**What you need to do:**
1) Decide whether each statement agrees with the performance-testing text below. Answer yes or no for each one, and quote the words of the text that decide it.
(a) The user says the compute_correlation function does not yet work correctly.
(b) The expected scaling with the number of timepoints is linear.
(c) The stress test uses 1000 regions.
2) Continue the performance-testing text below from its last line, keeping its numbered-list format.

**Source text:**
3.2.1.4. Example 4: AI Identifies Performance Edge Cases#

The user asks AI to identify performance-related edge cases and potential bottlenecks. The AI suggests benchmark tests for different input sizes and parallelization issues. This catches performance regressions before they reach production.

Example 3.8 (Performance and scalability testing)

User Prompt:

My compute_correlation function works correctly but I'm worried about performance.
What edge cases should I test for performance and scalability?

Typical use: 100-1000 brain regions, 200-1000 timepoints.
Sometimes process 100+ subjects in parallel.

AI Response:

Performance edge cases to test:

1. **Scaling with n_regions:**
   - Small (10 regions): baseline
   - Medium (100 regions): typical case
   - Large (1000 regions): upper bound
   - Very large (5000 regions): stress test
   - Expectation: O(n²) scaling for output size

2. **Scaling with n_timepoints:**
   - Few (50 timepoints): minimum useful
   - Typical (500 timepoints): common case  
   - Many (2000 timepoints): large study
   - Expectation: Linear scaling with timepoints

3. **Memory usage:**
   - Track peak memory for large matrices
   - 1000 regions = 8MB output (double precision)

**Data entries:**
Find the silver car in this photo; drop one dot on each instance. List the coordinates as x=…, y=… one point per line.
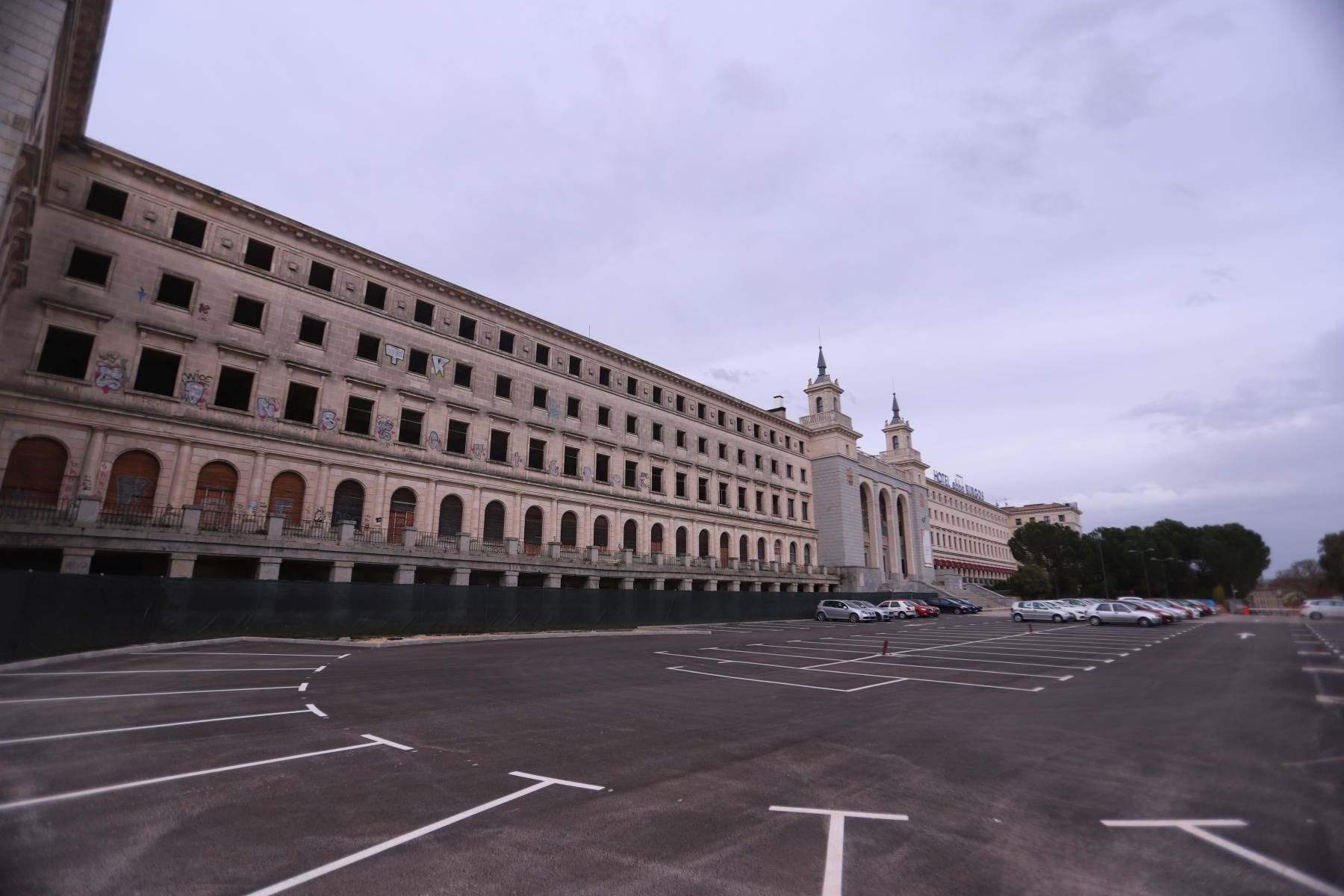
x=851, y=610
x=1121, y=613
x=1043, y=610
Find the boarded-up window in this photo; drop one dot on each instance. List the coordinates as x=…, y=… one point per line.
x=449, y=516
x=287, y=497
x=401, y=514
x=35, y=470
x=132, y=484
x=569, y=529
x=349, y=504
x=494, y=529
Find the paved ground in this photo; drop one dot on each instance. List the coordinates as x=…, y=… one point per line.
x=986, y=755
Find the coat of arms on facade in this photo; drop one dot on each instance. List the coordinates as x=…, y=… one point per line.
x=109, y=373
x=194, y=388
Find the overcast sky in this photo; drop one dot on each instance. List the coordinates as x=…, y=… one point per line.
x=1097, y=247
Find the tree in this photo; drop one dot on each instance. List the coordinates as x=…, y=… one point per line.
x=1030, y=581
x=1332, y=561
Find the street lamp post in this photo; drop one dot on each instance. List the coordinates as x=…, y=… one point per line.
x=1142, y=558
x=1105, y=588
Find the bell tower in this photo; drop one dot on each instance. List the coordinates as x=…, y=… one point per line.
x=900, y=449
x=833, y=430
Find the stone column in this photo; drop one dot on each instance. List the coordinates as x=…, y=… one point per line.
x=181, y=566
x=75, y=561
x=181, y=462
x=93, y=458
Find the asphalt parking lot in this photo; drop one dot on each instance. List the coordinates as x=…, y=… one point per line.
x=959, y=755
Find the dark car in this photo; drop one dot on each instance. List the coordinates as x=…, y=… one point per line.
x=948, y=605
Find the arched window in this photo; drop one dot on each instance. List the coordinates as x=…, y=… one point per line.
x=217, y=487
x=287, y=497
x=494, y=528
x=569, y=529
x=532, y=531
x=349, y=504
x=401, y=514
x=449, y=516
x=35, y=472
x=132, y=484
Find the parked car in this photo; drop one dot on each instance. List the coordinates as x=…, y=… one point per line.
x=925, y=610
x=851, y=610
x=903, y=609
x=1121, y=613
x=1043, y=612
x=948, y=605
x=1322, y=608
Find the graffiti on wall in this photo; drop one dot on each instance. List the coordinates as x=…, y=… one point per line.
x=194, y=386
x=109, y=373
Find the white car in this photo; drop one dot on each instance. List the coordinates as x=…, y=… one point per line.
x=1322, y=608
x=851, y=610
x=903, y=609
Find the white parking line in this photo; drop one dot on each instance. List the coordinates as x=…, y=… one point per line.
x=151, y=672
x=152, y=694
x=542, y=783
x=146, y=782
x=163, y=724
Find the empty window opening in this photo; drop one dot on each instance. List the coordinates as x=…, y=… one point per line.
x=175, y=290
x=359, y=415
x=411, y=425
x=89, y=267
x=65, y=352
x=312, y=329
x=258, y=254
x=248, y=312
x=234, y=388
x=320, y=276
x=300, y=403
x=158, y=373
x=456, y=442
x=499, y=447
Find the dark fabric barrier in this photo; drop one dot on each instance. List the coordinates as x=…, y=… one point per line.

**Answers per task:**
1)
(a) No: "My compute_correlation function works correctly but I'm worried about performance."
(b) Yes: "Expectation: Linear scaling with timepoints"
(c) No: "Very large (5000 regions): stress test"

2)
   - Should not create unnecessary intermediate copies

4. **Parallel safety:**
   - Concurrent calls from multiple threads
   - Verify no race conditions
   - Check for numpy thread safety issues

5. **Different methods performance:**
   - Pearson vs Spearman speed comparison
   - Spearman is typically slower (ranking required)

Here are benchmark tests:

import pytest
from memory_profiler import memory_usage

@pytest.mark.benchmark(group="scaling_regions")
@pytest.mark.parametrize("n_regions", [10, 100, 500, 1000])
def test_performance_regions(benchmark, n_regions):
    """Test performance scaling with number of regions."""
    data = np.random.randn(n_regions, 500)
    
    result = benchmark(compute_correlation, data)
    
    # Performance expectations based on n_regions
    if n_regions <= 100:
        assert benchmark.stats['mean'] < 0.1  # Very fast
    elif n_regions <= 500:
        assert benchmark.stats['mean'] < 0.5  # Still fast
    else:
        assert benchmark.stats['mean'] < 2.0  # Acceptable

@pytest.mark.benchmark(group="scaling_timepoints")
@pytest.mark.parametrize("n_timepoints", [50, 200, 500, 1000, 2000])
def test_performance_timepoints(benchmark, n_timepoints):
    """Test performance scaling with number of timepoints."""
    data = np.random.randn(100, n_timepoints)
    
    result = benchmark(compute_correlation, data)
    
    # Should scale roughly linearly with timepoints
    # All should be fast for 100 regions
    assert benchmark.stats['mean'] < 0.5

def test_memory_usage_large():
    """Test memory usage doesn't explode for large matrices."""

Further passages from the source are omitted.